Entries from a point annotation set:
··········

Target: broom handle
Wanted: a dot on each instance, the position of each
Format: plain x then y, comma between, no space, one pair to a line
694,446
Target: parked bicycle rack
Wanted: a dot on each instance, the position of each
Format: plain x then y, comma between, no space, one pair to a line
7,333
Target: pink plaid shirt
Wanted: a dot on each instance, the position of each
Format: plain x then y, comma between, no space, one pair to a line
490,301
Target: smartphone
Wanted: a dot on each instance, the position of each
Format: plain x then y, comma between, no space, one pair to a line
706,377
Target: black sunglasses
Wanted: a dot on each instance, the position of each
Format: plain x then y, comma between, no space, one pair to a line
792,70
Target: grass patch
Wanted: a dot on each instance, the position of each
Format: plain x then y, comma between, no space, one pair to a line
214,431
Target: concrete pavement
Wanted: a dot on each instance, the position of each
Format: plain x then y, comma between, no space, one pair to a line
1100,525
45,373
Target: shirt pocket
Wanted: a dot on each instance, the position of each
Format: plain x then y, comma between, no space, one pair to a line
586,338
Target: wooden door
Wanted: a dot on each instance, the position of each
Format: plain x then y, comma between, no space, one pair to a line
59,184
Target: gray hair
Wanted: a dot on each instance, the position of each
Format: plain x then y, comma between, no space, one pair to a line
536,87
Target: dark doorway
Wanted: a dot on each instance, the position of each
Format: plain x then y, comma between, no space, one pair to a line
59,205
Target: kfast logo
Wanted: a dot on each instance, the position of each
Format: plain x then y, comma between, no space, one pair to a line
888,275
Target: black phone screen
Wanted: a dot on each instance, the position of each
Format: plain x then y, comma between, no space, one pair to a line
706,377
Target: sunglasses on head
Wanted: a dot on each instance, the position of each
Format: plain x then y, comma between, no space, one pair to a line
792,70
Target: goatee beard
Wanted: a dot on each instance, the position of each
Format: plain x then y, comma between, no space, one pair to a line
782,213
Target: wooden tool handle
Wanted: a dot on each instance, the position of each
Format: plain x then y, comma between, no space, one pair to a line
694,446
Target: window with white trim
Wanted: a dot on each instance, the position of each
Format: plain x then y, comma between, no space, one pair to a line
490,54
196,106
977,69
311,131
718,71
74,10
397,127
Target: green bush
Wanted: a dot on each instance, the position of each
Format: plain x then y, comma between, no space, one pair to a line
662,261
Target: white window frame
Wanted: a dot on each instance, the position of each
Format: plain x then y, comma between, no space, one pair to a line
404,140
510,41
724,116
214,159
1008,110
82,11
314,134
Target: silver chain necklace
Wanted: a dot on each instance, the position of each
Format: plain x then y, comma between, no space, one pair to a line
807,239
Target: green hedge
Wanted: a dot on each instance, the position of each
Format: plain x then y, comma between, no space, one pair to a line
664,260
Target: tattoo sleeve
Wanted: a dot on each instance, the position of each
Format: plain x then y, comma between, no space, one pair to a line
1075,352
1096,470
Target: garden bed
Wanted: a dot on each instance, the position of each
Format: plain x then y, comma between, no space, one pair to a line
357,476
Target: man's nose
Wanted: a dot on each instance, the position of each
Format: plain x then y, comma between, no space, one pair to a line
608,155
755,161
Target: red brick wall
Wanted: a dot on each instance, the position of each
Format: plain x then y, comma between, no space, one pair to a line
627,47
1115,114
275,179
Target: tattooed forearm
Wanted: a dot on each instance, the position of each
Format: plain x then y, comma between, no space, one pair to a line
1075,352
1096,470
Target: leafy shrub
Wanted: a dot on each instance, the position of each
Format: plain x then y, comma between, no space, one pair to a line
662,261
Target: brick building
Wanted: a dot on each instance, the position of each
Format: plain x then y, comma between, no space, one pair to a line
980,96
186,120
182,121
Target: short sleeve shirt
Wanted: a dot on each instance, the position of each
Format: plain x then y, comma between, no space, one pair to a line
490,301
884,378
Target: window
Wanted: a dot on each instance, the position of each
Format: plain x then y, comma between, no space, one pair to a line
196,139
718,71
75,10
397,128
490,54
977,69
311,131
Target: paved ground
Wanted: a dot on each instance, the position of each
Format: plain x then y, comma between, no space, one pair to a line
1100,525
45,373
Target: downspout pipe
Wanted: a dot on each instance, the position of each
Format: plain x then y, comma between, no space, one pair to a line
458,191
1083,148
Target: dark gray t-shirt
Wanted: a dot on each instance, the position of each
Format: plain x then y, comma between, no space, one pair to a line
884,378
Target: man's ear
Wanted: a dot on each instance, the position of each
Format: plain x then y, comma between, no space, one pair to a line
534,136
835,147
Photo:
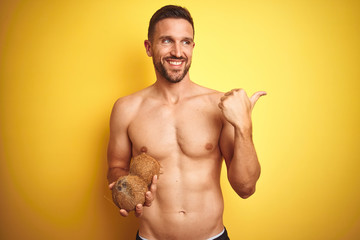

··········

## Prompt
Locate each line in the entries above that contains the word "black" and copy those lines.

## Answer to the exercise
Target: black sunglasses
Target: black phone screen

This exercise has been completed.